Vive e lavora a Milano

Studio visit di Alessandra Troncone

Di origini pugliesi, con un percorso formativo in scultura all’Accademia di Belle Arti di Bari, Andrea Francolino vive ormai da circa quindici anni a Milano. Il suo studio nei pressi di via Monza è un unico ambiente di lavoro che di recente ha visto la risistemazione di alcuni spazi con lo scopo di dar vita a una sezione dedicata all’archivio, al momento ancora in progress. A Milano è arrivato nel 2008 per partecipare come finalista al Premio San Fedele, poi vinto nel 2013/2014. Tra le mostre personali più recenti si annoverano quella al Museo del Novecento a Firenze, nel 2020, e l’ultima alla Galleria Mazzoleni a Torino (2022). Nel 2015 è stato tra i fondatori di The Open Box a Milano.

Già a partire dagli anni di formazione, Francolino comincia a indagare il vuoto e l’immateriale: ‘scolpire l’ombra’ è l’operazione impossibile e concettuale con cui, da studente, inizia a esplorare l’assenza e la sua possibilità di farsi materia. Dopo una serie di lavori su packaging e materiali di scarto che diventano occasione per lavorare sul reale, l’identificazione della rottura quale processo fisico e metaforico trova soluzione nell’elemento che diventa caratteristico della sua poetica: la crepa. Nella sua essenzialità, questa si fa punto di partenza per progetti anche molto complessi che tengono insieme la componente spazio-temporale: ogni “cattura” viene infatti registrata con le coordinate geografiche e l’ora esatta, che identificano quella crepa come unica. La restituzione avviene attraverso il procedimento dell’impressione su carta tramite ricalco, utilizzando tre materiali diversi che suggellano anche tre fasi di lavoro: la polvere di cemento (con cui documenta crepe in un intero anno solare, in una mostra alla Galleria Frittelli arte contemporanea a Firenze nel 2016), la polvere di terra, e l’acqua, che conferisce un aspetto meno grafico e più scultoreo al risultato finale, quasi trasformando le fratture in cicatrici. A dispetto del materiale scelto, il procedimento è lo stesso e punta a mettere in evidenza il vuoto creato dalla crepa stessa, che diventa così protagonista. Altre opere vedono invece la creazione di crepe ad hoc su pareti e soffitti, i cui bordi irregolari vengono poi messi in evidenza da materiali preziosi come oro e lapislazzulo.

▸ Dati estratti
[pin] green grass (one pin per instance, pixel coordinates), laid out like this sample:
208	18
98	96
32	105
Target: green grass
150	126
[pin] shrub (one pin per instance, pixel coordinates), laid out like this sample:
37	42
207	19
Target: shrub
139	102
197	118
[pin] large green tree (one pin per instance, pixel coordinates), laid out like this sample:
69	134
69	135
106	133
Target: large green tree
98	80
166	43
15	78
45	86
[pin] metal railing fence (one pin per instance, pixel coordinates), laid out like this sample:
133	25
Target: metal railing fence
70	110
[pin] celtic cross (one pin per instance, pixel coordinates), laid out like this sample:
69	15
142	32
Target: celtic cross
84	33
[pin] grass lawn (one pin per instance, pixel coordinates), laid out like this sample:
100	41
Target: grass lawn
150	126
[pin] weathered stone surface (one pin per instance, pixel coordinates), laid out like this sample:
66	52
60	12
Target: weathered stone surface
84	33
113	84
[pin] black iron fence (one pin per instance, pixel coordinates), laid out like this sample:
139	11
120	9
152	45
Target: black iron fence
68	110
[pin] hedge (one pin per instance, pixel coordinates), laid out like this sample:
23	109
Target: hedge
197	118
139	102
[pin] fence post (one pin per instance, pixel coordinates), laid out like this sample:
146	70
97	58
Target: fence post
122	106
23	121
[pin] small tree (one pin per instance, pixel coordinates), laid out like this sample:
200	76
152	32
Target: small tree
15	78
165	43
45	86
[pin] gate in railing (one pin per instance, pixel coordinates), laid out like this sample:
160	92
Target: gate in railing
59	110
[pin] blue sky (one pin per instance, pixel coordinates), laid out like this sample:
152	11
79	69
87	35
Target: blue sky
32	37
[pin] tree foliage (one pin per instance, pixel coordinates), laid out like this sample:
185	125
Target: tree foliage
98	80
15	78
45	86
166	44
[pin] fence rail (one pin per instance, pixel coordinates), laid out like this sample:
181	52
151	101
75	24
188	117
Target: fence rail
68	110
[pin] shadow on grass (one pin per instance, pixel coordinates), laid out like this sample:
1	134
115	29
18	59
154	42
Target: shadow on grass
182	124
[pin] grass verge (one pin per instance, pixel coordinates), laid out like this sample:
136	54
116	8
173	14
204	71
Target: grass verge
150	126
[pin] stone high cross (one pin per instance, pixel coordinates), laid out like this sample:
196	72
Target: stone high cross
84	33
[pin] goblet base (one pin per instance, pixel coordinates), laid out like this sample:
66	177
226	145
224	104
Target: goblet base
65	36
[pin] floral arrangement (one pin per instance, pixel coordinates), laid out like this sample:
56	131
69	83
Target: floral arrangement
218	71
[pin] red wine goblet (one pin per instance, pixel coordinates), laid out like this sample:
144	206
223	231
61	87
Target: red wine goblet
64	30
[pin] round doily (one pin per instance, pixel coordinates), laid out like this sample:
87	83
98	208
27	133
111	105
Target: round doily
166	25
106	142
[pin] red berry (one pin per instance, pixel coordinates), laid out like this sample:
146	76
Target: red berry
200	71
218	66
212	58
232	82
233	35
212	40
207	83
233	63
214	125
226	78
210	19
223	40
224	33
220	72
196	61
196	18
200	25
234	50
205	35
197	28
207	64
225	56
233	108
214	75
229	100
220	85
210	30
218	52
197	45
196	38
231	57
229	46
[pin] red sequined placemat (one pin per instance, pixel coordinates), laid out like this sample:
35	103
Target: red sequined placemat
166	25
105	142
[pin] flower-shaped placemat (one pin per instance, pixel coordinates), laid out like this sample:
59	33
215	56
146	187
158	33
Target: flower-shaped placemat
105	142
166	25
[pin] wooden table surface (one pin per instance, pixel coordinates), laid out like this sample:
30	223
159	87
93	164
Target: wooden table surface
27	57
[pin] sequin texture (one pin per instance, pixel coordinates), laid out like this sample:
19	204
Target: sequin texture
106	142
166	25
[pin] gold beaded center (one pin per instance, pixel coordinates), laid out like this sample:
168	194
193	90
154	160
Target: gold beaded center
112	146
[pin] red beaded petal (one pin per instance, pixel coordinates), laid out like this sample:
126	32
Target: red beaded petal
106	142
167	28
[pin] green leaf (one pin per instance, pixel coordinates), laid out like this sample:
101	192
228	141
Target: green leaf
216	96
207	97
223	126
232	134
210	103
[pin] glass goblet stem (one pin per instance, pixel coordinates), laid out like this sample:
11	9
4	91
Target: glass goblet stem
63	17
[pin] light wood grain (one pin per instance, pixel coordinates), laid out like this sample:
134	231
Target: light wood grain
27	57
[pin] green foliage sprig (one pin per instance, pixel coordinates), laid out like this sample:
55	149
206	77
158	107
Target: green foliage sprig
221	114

▸ Cosa si chiede
Continua il testo sull'artista Andrea Francolino, partendo subito dopo l'ultima frase riportata.

▸ Risposta all'esercizio
La dedizione alla crepa come elemento in grado di inglobare i movimenti del paesaggio, le azioni dell’essere umano e un senso di fragilità intrinseco, si carica di molte suggestioni possibili, combinandosi a un risultato estetico che trasmette la delicatezza ma al tempo stesso la forza espressiva del gesto dell’artista. L’attenzione metodica al processo e alla documentazione rivela un’attitudine profondamente concettuale che conferisce intensità a questi lavori, riconoscibili nel metodo ma sempre diversi perché «non può esistere una crepa uguale all’altra», ribadisce l’artista.

Al momento Francolino sta lavorando a una pubblicazione che documenta la mostra alla Galleria Mazzoleni, a una mostra in preparazione per la primavera 2024 alla Galerie der Stadt Tuttlingen, ancora in collaborazione con Mazzoleni, e al prosieguo di alcuni progetti, tra cui un nuovo percorso annuale di ‘cattura crepe’, utilizzando l’acqua, e la realizzazione di bandiere da aggiungere al progetto La bandiera unica della Terra, nel quale i Paesi del mondo sono rappresentati non dai colori ma dalle coordinate geografiche del loro parlamento, su bandiere realizzate con elementi naturali (juta, bambù, polvere di terra). Un’altra possibile riflessione sulle fratture che in questo caso sono metaforicamente i confini geopolitici, dall’andamento discontinuo e frastagliato.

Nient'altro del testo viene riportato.